Work to be completed: Copy out the rows below, keeping every line the same.

Stored records
— START —

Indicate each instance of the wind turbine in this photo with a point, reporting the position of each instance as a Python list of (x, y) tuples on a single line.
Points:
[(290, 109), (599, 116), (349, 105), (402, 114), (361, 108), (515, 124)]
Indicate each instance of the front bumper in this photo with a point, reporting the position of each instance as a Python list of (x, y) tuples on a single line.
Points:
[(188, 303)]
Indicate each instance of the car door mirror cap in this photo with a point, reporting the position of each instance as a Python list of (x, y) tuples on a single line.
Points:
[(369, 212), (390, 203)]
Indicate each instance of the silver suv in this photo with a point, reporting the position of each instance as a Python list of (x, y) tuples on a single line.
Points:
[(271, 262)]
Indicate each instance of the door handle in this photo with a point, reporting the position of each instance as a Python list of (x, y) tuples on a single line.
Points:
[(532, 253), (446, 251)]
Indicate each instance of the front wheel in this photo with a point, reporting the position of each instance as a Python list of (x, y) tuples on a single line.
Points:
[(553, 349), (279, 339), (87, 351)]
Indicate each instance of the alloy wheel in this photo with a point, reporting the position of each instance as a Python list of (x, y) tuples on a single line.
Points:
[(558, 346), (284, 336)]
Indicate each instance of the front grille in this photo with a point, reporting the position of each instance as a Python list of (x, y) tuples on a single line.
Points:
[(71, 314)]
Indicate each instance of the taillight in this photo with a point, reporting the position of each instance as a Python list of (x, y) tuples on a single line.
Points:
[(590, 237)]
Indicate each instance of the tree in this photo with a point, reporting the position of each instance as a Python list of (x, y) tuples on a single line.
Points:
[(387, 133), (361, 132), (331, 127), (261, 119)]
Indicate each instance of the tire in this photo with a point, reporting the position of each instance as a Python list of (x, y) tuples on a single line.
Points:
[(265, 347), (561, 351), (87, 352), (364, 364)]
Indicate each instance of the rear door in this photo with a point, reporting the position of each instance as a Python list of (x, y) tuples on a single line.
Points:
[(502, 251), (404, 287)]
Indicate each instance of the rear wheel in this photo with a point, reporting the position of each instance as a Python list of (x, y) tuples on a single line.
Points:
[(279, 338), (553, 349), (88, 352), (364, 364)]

— END —

Full output:
Indicate each instance of the wind turbine in this photo with a point, reporting the position of each instance as a Python list of (x, y) tuples on a single line.
Points:
[(290, 109), (599, 116), (349, 105), (402, 114), (361, 108), (515, 124)]
Indicate each instance of the front bumper in this photo with a point, reporting the position of each instance as a Python list of (x, y) tuples on a single line.
Points:
[(188, 303)]
Indicate each instance of the car door mirror cap in this photo with a point, reporting the position of each instance as a Python list of (x, y) tuples on a single line.
Points:
[(369, 212), (390, 203)]
Indicate each instance of the silver suv in this photo with a point, reporting the position of each instance as a Python list of (x, y) tuples on a single line.
Points:
[(271, 262)]
Indicate each instance of the door handle in this photo with a point, reporting the position of each instance as a Python list of (x, y) tuples on a single line.
Points:
[(532, 253), (446, 251)]
Indicate each instance of the front wheel in this photo with a point, reporting the position of each instance as a Python list of (x, y) tuples on a single line.
Points:
[(553, 349), (279, 339), (87, 351)]
Indicate each instance of the alloy wheel in this photo with a point, reporting the position of each instance as a Python list of (x, y) tuples on a single line.
Points:
[(558, 346), (284, 336)]
Indicate each instance of the front grille in this photo with a point, reporting the position of each instance as a Python list of (x, y) tuples on a single line.
Points:
[(71, 314)]
Indicate each instance of the taillight in this photo with a point, reporting the position of each instance as a Python list of (x, y) tuples on a single line.
Points:
[(590, 237)]
Indicate each instance of the tree in this photo with a point, reporting the position of each instance as a Python list of (x, y) tuples on a single line.
Points:
[(387, 133), (361, 132), (331, 127), (261, 119)]
Indicate each instance of the tire in this photo with a point, reporting the position of each instance as a Python list of (x, y) tuples on a single line.
Points:
[(265, 347), (561, 351), (87, 352), (364, 364)]
Indicate each instance of the rear door in this photo with a point, reporting the position of each instance as a Python list of (x, y) tuples on a single line.
Points:
[(502, 251), (404, 287)]
Indicate each instance of the rear wheel in this photo with a point, reporting the position of each instance as a Python list of (x, y) tuples on a single line.
Points:
[(279, 338), (553, 349), (88, 352), (364, 364)]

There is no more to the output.